◆ Text
■ ■ ■ ■ ■

For starters, when representatives of the ASA issue articles criticizing P-values and significance tests, recommending their supplementation or replacement by others, three very simple principles should be followed:

  • The elements of tests should be presented in an accurate, fair and at least reasonably generous manner, rather than presenting mainly abuses of the methods;
  • The latest accepted methods should be included, not just crude nil null hypothesis tests. How these newer methods get around the often-repeated problems should be mentioned.
  • Problems facing the better-known alternatives, recommended as replacements or supplements to significance tests, should be discussed. Such an evaluation should recognize the role of statistical falsification is distinct from (while complementary to) using probability to quantify degrees of confirmation, support, plausibility or belief in a statistical hypothesis or model.

Here’s what I recommend ASA do now in order to correct the distorted picture that is now widespread and growing: Run a conference akin to the one Wasserstein ran on “A World Beyond ‘P < 0.05′” except that it would be on evaluating some competing methods for statistical inference: Comparative Methods of Statistical Inference: Problems and Prospects.

The workshop would consist of serious critical discussions on Bayes Factors, confidence intervals[iii], Likelihoodist methods, other Bayesian approaches (subjective, default non-subjective, empirical), particularly in relation to today’s replication crisis. …

Growth of the use of these alternative methods have been sufficiently widespread to have garnered discussions on well-known problems….The conference I’m describing will easily attract the leading statisticians in the world. …

Sincerely,
D. Mayo

Please share your comments on this blogpost.

■ ■ ■ ■ ■

◆ Data supplied
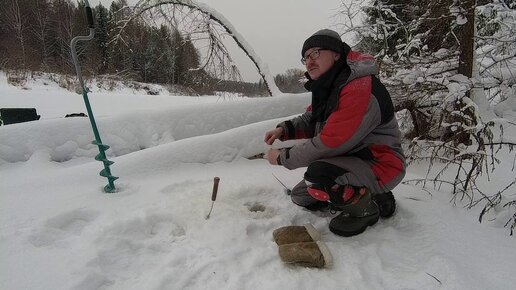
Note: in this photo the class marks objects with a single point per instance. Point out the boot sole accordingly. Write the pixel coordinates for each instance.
(355, 232)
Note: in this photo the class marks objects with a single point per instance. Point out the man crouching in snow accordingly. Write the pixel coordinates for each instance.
(354, 155)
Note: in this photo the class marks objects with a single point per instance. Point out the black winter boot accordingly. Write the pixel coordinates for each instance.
(386, 203)
(356, 216)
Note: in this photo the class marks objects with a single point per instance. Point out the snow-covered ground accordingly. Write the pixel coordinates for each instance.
(60, 231)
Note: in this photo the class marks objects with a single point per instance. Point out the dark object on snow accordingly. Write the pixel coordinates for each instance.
(386, 203)
(358, 214)
(18, 115)
(76, 115)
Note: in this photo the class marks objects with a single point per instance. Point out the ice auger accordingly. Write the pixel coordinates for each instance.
(106, 172)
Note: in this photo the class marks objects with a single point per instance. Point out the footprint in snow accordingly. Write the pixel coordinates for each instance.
(57, 229)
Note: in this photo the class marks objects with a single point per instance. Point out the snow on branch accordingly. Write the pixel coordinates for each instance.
(205, 25)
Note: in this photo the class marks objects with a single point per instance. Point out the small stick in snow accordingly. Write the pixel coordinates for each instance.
(213, 194)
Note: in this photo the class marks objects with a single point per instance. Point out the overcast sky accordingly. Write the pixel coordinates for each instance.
(276, 29)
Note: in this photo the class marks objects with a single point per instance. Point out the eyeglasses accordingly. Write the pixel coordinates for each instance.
(312, 55)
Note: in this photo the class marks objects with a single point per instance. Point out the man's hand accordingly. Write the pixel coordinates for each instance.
(272, 156)
(272, 135)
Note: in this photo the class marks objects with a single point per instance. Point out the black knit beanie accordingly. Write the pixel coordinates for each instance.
(327, 39)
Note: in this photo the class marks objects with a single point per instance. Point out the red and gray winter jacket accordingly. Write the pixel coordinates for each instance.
(362, 124)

■ ■ ■ ■ ■

◆ Aim
Reproduce everything in the passage on significance tests from "For starters, when" down to "should be mentioned.", putting "charitable" in place of "generous".

◆ Output of the exercise
For starters, when representatives of the ASA issue articles criticizing P-values and significance tests, recommending their supplementation or replacement by others, three very simple principles should be followed:

  • The elements of tests should be presented in an accurate, fair and at least reasonably charitable manner, rather than presenting mainly abuses of the methods;
  • The latest accepted methods should be included, not just crude nil null hypothesis tests. How these newer methods get around the often-repeated problems should be mentioned.